> [ZU ERLEDIGENDE AUFGABEN]:
A – In welchem Monat wird laut dem Text zu den Wirtschaftsterminen die erste Zinssenkung in den USA derzeit erwartet?
B – Führe den Text zu den Wirtschaftsterminen im Anschluss an seinen letzten Satz weiter.

> [VORLIEGENDER TEXT]:
━━━━━━━━━━

14.30 Uhr: USA: Einzelhandelsumsätze. Die Analysten der Commerzbank rechnen mit
einem Rückgang um 0,4 Prozent gegenüber dem Vormonat, wodurch die Diskussionen
zunehmen dürften, ob die US-Konjunktur in eine Wachstumsdelle gerutscht ist.

Mittwoch, 17. Juli

20.00 Uhr. USA: Veröffentlichung Fed Beige Book. Durch den Konjunkturbericht der
Federal Reserve erhoffen sich Marktteilnehmer mögliche Hinweise zum Zeitpunkt
der Leitzinswende in den USA. Aktuell wird die erste Zinssenkung für September
erwartet.

Donnerstag, 18. Juli

14.15 Uhr. Eurozone: EZB-Zinsentscheid. In der Eurozone wird es diese Woche in
Sachen Leitzinsen bereits konkret. Bei der anstehenden EZB-Sitzung soll es laut
Volkswirten aber keine weitere Anpassung geben. Mit einer verhalten
optimistischen Beschreibung des Inflationsausblicks und der Einstufung der
aktuellen Geldpolitik als restriktiv dürfte die EZB nach Ansicht der Deka
weitere Senkungen andeuten, sich dabei aber erneut nicht auf einen konkreten
Pfad festlegen.

━━━━━━━━━━

[Einträge aus einer Sammlung]
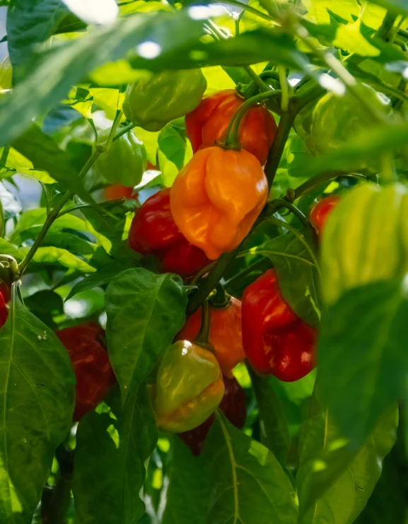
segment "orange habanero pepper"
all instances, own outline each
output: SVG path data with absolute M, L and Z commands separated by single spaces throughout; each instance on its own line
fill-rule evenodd
M 214 146 L 197 151 L 179 173 L 170 209 L 187 240 L 214 260 L 245 238 L 267 196 L 268 182 L 256 157 Z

━━━━━━━━━━

> [ANTWORTEN IM ÜBERBLICK]:
A – Im September.

B –
Freitag, 19. Juli

08.00 Uhr: Deutschland: Erzeugerpreise. Das Preisniveau hierzulande dürfte sich
im Juni auf Seiten der Prouduzenten wie schon im Mai gegenüber dem Vormonat
nicht oder nur moderat (0,1 bis 0,2 Prozent aufwärts) verändert haben.

Von Thomas Koch, 15. Juli 2024 © Deutsche Börse AG

(Für den Inhalt der Kolumne ist allein Deutsche Börse AG verantwortlich. Die
Beiträge sind keine Aufforderung zum Kauf und Verkauf von Wertpapieren oder
anderen Vermögenswerten.)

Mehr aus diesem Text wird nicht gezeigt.